Problems to work on:
1) From the dictionary entry for "wage," list each verb or phrase that the first numbered sense gives as a meaning.
2) Write a continuation of the dictionary entry for "wage," keeping its numbered-sense format.

## BEGIN Text excerpt

The DICT Development Group

Search for:
Search type:

Database copyright information
Server information

5 definitions found
 for Wage
From The Collaborative International Dictionary of English v.0.48 :

  Wage \Wage\, v. t. [imp. & p. p. Waged; p. pr. & vb. n.
     Waging.] [OE. wagen, OF. wagier, gagier, to pledge,
     promise, F. gager to wager, lay, bet, fr. LL. wadium a
     pledge; of Teutonic origin; cf. Goth. wadi a pledge,
     gawadj[=o]n to pledge, akin to E. wed, G. wette a wager. See
     Wed, and cf. Gage.]
     [1913 Webster]
     1. To pledge; to hazard on the event of a contest; to stake;
        to bet, to lay; to wager; as, to wage a dollar. --Hakluyt.
        [1913 Webster]
              My life I never but as a pawn
              To wage against thy enemies.          --Shak.
        [1913 Webster]
     2. To expose one's self to, as a risk; to incur, as a danger;
        to venture; to hazard. "Too weak to wage an instant trial
        with the king." --Shak.

## END Text excerpt
## BEGIN Information shown

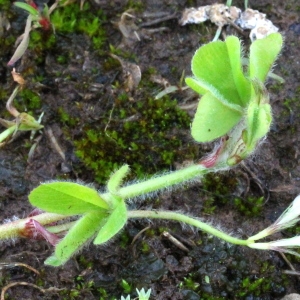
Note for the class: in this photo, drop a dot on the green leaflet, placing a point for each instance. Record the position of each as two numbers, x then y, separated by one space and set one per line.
217 68
218 75
263 54
114 223
78 235
66 198
210 112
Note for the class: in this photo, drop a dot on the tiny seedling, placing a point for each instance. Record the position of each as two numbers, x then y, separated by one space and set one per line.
39 18
234 106
22 122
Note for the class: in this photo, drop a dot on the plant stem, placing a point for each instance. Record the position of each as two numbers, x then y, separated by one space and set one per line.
167 215
162 181
6 133
16 228
154 184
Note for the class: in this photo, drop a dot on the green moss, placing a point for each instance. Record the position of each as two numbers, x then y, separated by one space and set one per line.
70 19
208 206
28 101
250 206
5 4
143 134
220 186
137 5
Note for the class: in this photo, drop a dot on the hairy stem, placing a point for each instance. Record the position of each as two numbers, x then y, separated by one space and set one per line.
15 229
161 182
167 215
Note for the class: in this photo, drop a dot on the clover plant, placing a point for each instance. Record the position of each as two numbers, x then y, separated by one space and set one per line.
234 107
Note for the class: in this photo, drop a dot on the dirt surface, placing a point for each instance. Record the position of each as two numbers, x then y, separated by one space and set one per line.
87 96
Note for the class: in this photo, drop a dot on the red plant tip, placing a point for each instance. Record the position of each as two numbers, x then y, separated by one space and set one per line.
32 4
35 212
34 230
45 23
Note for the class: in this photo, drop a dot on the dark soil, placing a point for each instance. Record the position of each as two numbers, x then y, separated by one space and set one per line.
81 88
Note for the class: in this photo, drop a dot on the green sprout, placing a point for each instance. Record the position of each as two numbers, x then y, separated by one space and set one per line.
22 122
39 18
234 107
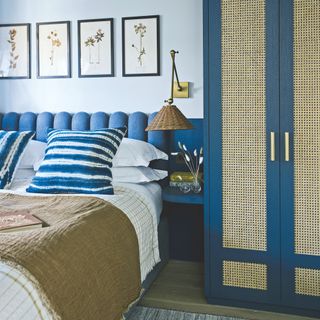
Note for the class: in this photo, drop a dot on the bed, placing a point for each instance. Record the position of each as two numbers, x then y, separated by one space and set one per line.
20 298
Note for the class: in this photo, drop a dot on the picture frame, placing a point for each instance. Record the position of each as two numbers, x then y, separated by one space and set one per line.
141 46
95 48
53 50
15 51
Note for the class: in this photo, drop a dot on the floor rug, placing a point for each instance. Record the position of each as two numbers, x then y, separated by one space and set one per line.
143 313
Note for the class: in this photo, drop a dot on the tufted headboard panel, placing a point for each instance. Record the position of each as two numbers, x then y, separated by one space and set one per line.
136 123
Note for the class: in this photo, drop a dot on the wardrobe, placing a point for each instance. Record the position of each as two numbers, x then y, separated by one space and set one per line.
262 154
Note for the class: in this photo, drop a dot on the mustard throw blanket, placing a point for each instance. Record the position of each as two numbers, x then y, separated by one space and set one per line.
85 264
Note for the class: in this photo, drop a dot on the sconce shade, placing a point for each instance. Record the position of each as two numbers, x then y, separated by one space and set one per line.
169 118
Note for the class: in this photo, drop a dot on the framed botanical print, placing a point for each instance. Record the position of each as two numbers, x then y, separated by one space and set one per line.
95 48
53 46
15 51
141 46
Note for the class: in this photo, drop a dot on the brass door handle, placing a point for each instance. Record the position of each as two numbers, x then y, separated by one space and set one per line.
286 146
272 146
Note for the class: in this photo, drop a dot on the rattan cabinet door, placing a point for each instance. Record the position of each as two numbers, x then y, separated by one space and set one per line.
244 256
300 174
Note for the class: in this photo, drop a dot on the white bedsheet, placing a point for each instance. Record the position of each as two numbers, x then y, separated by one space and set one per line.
141 203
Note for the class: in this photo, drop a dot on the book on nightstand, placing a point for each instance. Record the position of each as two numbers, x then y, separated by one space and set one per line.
19 221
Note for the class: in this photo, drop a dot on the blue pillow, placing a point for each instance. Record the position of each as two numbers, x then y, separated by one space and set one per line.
12 146
78 162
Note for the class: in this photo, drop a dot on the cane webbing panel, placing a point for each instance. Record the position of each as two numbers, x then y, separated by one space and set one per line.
243 124
307 282
307 126
245 275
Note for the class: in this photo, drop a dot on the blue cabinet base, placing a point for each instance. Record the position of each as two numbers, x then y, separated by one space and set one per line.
264 307
185 231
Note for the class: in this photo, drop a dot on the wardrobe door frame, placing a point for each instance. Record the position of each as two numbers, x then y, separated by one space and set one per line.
216 292
290 260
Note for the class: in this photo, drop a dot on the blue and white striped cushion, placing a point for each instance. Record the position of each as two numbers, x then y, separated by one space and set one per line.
12 146
78 162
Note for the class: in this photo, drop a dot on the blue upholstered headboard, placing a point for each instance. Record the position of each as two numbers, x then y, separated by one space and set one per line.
136 123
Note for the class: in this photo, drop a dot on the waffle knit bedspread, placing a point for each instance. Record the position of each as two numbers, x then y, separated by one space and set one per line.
84 264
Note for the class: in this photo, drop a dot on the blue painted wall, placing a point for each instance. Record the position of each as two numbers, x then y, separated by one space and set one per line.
181 29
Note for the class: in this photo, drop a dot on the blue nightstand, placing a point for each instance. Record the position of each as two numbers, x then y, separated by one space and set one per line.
185 216
174 195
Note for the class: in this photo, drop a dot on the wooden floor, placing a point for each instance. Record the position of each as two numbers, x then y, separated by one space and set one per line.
180 287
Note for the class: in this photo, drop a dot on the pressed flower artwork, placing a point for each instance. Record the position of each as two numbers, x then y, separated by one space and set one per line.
140 46
15 51
95 43
54 49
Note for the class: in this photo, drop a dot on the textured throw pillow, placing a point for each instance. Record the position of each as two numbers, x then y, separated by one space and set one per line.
78 162
12 146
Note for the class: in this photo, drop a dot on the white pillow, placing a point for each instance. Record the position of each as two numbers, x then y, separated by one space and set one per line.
137 174
33 155
132 153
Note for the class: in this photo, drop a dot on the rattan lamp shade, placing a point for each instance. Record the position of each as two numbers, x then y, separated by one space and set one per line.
169 118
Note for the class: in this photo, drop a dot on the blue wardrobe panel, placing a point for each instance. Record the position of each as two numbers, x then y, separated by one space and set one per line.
99 120
80 121
136 126
44 121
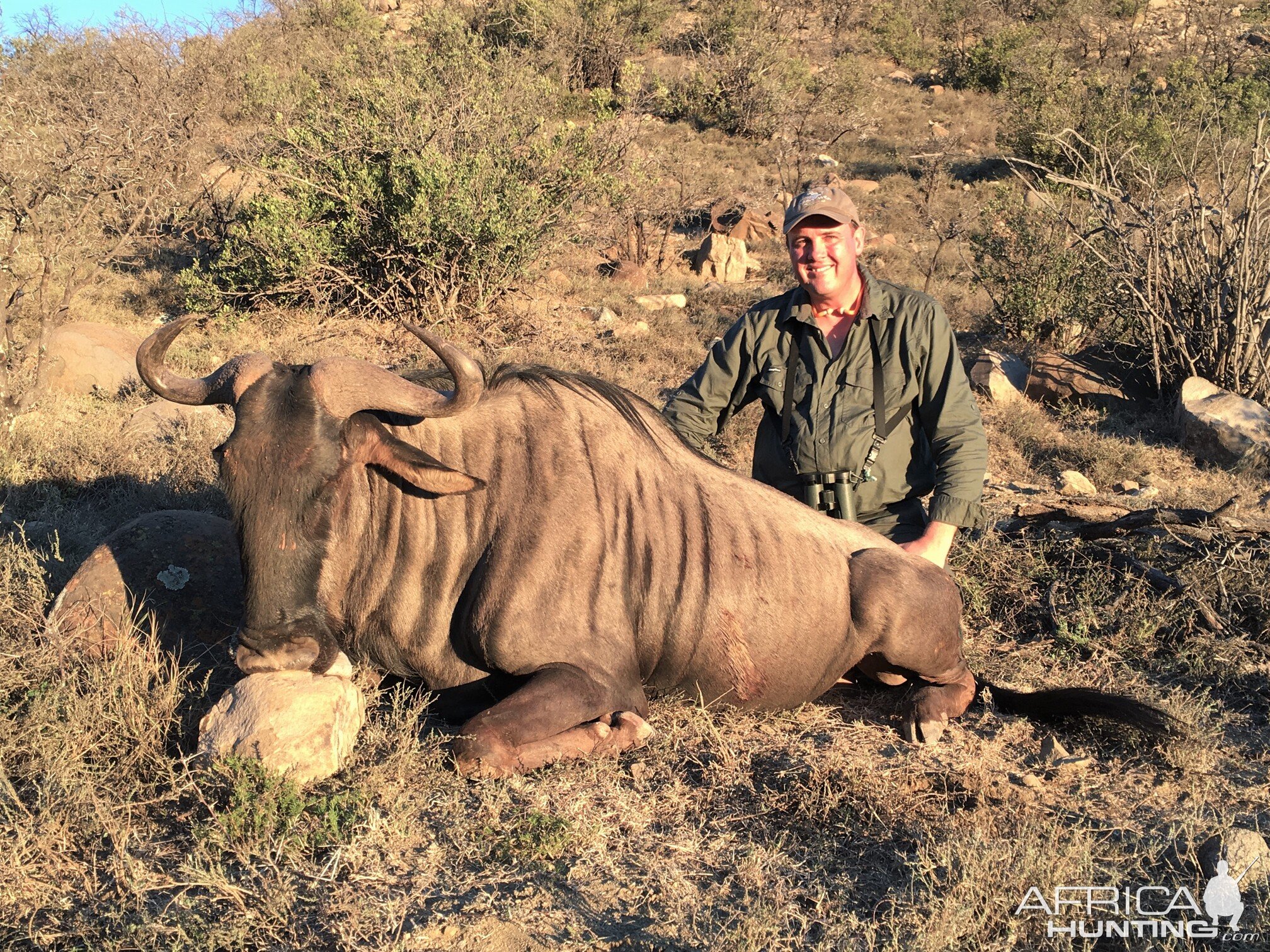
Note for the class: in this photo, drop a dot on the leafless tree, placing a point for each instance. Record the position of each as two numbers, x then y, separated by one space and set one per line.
96 135
1194 259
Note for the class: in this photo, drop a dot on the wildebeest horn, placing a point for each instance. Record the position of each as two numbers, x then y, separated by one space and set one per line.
347 386
222 386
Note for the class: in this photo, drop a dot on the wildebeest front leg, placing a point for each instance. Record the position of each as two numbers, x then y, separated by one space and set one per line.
910 615
561 714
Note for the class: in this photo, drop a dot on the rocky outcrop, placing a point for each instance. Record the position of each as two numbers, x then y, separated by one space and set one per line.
726 259
294 723
163 419
1000 377
181 565
1056 378
1223 428
87 358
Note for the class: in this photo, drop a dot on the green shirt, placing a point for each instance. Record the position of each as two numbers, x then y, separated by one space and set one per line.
939 447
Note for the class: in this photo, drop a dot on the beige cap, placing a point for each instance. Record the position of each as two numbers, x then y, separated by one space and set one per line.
831 202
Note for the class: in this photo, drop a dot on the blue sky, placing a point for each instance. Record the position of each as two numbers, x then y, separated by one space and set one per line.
192 16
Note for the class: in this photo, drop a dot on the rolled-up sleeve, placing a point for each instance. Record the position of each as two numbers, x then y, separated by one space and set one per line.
951 422
722 386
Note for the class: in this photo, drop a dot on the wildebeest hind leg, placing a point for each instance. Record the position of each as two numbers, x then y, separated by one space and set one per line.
910 613
561 714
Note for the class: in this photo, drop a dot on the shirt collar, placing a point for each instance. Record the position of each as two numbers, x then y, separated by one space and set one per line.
874 303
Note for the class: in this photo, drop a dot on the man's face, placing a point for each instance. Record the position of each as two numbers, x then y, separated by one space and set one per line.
823 254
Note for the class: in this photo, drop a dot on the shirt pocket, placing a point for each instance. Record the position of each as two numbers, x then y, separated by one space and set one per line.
857 386
771 386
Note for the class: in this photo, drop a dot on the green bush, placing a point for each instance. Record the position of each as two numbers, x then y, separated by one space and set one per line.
423 179
1041 288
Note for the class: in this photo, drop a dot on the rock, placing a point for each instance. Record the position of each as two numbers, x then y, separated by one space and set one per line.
294 723
1075 484
164 418
1089 377
724 259
601 315
1239 847
86 358
1001 377
181 565
1223 428
862 186
758 222
629 273
558 281
1052 749
661 302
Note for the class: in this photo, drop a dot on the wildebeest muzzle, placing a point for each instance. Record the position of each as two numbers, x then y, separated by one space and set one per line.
305 644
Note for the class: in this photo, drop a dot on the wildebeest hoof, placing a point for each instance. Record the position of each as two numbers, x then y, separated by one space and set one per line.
484 759
924 732
629 733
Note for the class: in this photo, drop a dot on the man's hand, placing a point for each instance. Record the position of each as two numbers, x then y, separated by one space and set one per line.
934 543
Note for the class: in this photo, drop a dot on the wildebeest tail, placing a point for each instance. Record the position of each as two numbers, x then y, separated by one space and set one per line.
1058 703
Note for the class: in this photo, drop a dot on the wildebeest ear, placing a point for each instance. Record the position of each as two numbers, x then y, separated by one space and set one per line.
367 441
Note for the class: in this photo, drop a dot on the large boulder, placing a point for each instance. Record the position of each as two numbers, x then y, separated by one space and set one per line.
295 723
1222 427
181 565
723 258
86 358
1000 377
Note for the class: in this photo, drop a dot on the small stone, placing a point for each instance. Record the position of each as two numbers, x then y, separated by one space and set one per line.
163 419
660 302
629 273
1052 749
1240 848
558 281
1073 764
1075 484
862 186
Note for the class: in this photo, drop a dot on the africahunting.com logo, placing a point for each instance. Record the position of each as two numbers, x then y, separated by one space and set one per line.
1143 910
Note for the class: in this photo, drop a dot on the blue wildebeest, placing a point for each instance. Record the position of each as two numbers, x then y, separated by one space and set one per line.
550 526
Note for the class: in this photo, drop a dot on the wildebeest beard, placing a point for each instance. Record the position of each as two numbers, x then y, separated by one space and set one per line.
278 467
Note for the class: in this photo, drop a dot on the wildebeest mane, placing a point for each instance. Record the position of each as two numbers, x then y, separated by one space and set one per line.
540 377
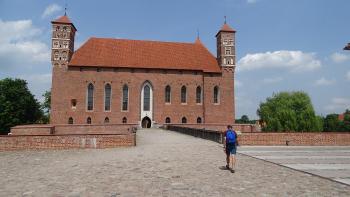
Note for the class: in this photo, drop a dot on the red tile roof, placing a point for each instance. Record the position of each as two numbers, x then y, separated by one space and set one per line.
63 20
122 53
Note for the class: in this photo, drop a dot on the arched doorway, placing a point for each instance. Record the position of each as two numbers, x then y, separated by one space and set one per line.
146 122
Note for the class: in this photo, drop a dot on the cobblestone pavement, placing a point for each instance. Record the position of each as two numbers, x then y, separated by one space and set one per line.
164 163
327 161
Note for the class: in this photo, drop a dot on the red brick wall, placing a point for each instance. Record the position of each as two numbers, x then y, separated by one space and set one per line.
295 139
65 141
72 84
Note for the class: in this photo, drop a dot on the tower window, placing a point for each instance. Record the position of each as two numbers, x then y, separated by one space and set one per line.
167 120
90 99
125 120
125 98
199 95
183 94
108 97
70 120
88 120
167 94
216 94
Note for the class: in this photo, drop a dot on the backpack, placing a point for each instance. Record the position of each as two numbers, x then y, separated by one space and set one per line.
230 136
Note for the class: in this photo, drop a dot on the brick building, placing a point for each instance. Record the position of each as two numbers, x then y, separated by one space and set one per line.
148 83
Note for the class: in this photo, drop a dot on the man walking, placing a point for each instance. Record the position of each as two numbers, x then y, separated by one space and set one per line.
230 147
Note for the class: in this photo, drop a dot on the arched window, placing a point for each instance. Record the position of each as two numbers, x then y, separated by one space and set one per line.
107 97
146 98
183 94
199 95
125 120
70 120
216 94
125 97
90 95
167 94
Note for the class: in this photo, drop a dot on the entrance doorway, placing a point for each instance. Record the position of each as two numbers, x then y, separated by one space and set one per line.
146 122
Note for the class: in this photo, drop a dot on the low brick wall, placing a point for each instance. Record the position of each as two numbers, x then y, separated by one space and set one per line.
244 128
27 142
273 139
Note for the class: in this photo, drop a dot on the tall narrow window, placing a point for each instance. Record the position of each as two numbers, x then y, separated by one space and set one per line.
125 97
216 94
70 120
90 94
107 97
167 120
146 98
183 94
199 95
167 94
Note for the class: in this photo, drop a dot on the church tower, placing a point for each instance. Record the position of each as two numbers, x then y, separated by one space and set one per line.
63 32
225 42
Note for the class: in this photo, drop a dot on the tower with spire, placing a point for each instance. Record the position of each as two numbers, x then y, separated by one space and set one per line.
225 39
63 33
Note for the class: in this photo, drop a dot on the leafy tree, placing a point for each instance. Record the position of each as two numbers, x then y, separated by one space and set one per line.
17 104
46 107
289 111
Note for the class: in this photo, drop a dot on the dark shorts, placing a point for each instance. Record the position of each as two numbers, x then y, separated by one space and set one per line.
231 148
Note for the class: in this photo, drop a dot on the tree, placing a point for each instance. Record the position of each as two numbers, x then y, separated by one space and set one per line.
46 107
17 105
289 111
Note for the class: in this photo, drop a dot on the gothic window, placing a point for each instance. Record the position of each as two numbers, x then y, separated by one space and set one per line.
125 120
70 120
90 95
183 94
108 97
227 51
167 120
55 57
125 97
167 94
199 95
88 120
216 94
146 98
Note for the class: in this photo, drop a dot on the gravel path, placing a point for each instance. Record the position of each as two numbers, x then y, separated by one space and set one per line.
163 163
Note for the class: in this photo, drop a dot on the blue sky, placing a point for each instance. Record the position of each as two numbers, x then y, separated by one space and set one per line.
282 45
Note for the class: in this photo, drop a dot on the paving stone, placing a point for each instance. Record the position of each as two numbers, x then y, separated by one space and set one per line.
164 163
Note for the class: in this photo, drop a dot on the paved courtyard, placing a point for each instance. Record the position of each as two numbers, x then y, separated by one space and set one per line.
329 162
164 163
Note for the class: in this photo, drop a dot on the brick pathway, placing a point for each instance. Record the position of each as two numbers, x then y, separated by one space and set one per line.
164 163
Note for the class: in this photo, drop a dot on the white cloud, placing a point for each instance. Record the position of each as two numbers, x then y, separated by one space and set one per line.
339 57
51 9
296 61
20 47
272 80
324 82
339 104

## END Information shown

Responses to the exercise:
1)
- to pledge
- to hazard on the event of a contest
- to stake
- to bet
- to lay
- to wager

2)
        [1913 Webster]
              To wake and wage a danger profitless. --Shak.
        [1913 Webster]
     3. To engage in, as a contest, as if by previous gage or
        pledge; to carry on, as a war.
        [1913 Webster]
              [He pondered] which of all his sons was fit
              To reign and wage immortal war with wit. --Dryden.
        [1913 Webster]
              The two are waging war, and the one triumphs by the
              destruction of the other.             --I. Taylor.
        [1913 Webster]
     4. To adventure, or lay out, for hire or reward; to hire out.
        [Obs.] "Thou . . . must wage thy works for wealth."
        [1913 Webster]
     5. To put upon wages; to hire; to employ; to pay wages to.
        [1913 Webster]
              Abundance of treasure which he had in store,
              wherewith he might wage soldiers.     --Holinshed.
        [1913 Webster]
              I would have them waged for their labor. --Latimer.
        [1913 Webster]
     6. (O. Eng. Law) To give security for the performance of.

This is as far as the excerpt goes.